• **TO DO**:
Rewrite the rows below so that every occurrence of "noun phrase" becomes "search phrase", keeping all other text the same.

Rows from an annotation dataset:
○ ○ ○ ○ ○ ○ ○
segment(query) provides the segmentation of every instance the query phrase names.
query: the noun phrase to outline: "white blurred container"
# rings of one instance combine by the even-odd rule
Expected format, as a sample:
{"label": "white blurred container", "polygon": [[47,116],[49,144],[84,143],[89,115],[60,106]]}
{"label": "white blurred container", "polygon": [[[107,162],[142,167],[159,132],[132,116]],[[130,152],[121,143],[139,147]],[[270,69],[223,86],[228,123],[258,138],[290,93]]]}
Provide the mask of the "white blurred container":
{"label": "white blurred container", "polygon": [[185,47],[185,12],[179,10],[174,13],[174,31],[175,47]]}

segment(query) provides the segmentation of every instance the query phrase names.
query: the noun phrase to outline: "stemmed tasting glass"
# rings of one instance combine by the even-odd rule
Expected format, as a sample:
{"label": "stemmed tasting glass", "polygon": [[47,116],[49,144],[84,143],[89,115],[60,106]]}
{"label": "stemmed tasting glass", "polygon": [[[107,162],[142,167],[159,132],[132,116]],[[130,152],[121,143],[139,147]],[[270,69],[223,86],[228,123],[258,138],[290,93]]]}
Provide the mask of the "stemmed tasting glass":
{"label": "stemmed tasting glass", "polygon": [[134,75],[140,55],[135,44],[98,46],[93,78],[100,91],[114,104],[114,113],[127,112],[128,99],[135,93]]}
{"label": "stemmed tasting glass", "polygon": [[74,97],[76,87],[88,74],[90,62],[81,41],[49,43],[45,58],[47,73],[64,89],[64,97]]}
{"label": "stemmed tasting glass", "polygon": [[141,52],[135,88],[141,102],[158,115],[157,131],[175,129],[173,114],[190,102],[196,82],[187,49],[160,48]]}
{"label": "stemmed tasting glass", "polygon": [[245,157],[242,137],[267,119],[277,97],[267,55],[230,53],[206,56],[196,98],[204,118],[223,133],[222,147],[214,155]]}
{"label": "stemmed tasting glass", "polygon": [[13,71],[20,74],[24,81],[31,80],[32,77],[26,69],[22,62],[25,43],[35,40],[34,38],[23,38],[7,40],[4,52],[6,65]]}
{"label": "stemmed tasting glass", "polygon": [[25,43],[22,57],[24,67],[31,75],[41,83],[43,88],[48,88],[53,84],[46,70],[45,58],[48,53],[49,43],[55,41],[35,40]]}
○ ○ ○ ○ ○ ○ ○
• **SOLUTION FOR THIS TASK**:
segment(query) provides the segmentation of every instance the query phrase names.
query: the search phrase to outline: "white blurred container"
# rings of one instance combine by the even-odd rule
Expected format, as a sample:
{"label": "white blurred container", "polygon": [[47,116],[49,144],[84,143],[89,115],[60,106]]}
{"label": "white blurred container", "polygon": [[[107,162],[142,167],[159,132],[132,116]],[[130,152],[121,143],[139,147]],[[270,69],[223,86],[228,123],[258,138],[290,93]]]}
Provide the mask of the "white blurred container":
{"label": "white blurred container", "polygon": [[185,47],[185,12],[179,10],[174,13],[174,31],[175,47]]}

segment(query) provides the segmentation of every instance the query phrase names.
query: the search phrase to outline: "stemmed tasting glass"
# rings of one instance combine by the even-odd rule
Expected format, as a sample:
{"label": "stemmed tasting glass", "polygon": [[47,116],[49,144],[84,143],[89,115],[60,106]]}
{"label": "stemmed tasting glass", "polygon": [[[107,162],[142,167],[159,132],[132,116]],[[130,152],[121,143],[139,147]],[[270,69],[223,86],[228,123],[258,138],[290,93]]]}
Provide the mask of the "stemmed tasting glass":
{"label": "stemmed tasting glass", "polygon": [[134,75],[140,55],[135,44],[98,46],[93,78],[100,91],[114,104],[114,113],[127,112],[128,99],[135,93]]}
{"label": "stemmed tasting glass", "polygon": [[74,97],[76,87],[88,74],[90,62],[81,41],[49,43],[45,58],[47,73],[64,89],[64,97]]}
{"label": "stemmed tasting glass", "polygon": [[141,52],[135,88],[141,102],[158,115],[157,131],[175,129],[173,114],[190,102],[196,82],[187,49],[160,48]]}
{"label": "stemmed tasting glass", "polygon": [[245,157],[242,137],[267,119],[277,97],[267,55],[230,53],[206,56],[196,98],[204,118],[223,133],[222,147],[214,155]]}
{"label": "stemmed tasting glass", "polygon": [[13,71],[20,74],[24,81],[31,80],[32,77],[26,69],[22,62],[25,43],[35,40],[34,38],[23,38],[7,40],[4,52],[6,65]]}
{"label": "stemmed tasting glass", "polygon": [[25,43],[22,57],[24,67],[31,75],[41,83],[43,88],[48,88],[53,84],[46,70],[45,58],[48,53],[49,43],[55,41],[35,40]]}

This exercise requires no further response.